Directions —
1. Could you write out the part of the mailing-list post starting at "You are viewing" and ending at "go, e.g.: MongoDB?"?
2. Which options does the mailing-list post list for the analytics layer?

You are viewing a plain text version of this content. The canonical link for it is here.

Posted to user@hbase.apache.org by Alec Taylor <al...@gmail.com> on 2015/01/20 12:40:10 UTC

Low-latency queries, HBase exclusively or should I go, e.g.: MongoDB?

I am architecting a platform incorporating: recommender systems,
information retrieval (ML), sequence mining, and Natural Language
Processing.

Additionally I have the generic CRUD and authentication components,
with everything exposed RESTfully.

For the storage layer(s), there are a few options which immediately
present themselves:

Generic CRUD layer (high speed needed here, though I suppose I could use Redis…)

- Hadoop with HBase, perhaps with Phoenix for an elastic loose-schema
SQL layer atop
- Apache Spark (perhaps piping to HDFS)… ¿maybe?
- MongoDB (or a similar document-store), a graph-database, or even
something like Postgres

Analytics layer (to enable Big Data / Data-intensive computing features)

- Apache Spark
- Hadoop with MapReduce and/or utilising some other Apache /
non-Apache project with integration
- Disco (from Nokia)

________________________________

Should I prefer one layer—e.g.: on HDFS—over multiple disparite
layers? - The advantage here is obvious, but I am certain there are
disadvantages. (and yes, I know there are various ways; automated and
manual; to push data from non HDFS-backed stores to HDFS)

Also, as a bonus answer, which stack would you recommend for this
user-network I'm building?

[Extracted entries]
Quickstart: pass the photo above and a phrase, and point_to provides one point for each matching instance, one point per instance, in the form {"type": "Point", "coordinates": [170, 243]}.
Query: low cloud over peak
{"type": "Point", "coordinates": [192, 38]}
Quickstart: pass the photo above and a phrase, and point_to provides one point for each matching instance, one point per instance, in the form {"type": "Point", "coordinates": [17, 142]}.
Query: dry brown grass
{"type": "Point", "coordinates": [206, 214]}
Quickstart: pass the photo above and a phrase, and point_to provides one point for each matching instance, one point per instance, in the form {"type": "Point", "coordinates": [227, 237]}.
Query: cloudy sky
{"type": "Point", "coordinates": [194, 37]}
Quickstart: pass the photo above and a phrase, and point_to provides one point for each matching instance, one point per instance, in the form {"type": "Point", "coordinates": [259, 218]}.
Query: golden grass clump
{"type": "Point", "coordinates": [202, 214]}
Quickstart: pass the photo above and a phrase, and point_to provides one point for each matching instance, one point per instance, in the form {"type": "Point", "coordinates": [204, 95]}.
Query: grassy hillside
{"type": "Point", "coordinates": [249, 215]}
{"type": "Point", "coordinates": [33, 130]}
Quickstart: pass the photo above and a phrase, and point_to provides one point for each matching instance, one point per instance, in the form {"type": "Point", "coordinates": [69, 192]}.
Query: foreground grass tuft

Responses to the tasks —
1.
You are viewing a plain text version of this content. The canonical link for it is here.

Posted to user@hbase.apache.org by Alec Taylor <al...@gmail.com> on 2015/01/20 12:40:10 UTC

Low-latency queries, HBase exclusively or should I go, e.g.: MongoDB?

2.
- Apache Spark
- Hadoop with MapReduce and/or utilising some other Apache / non-Apache project with integration
- Disco (from Nokia)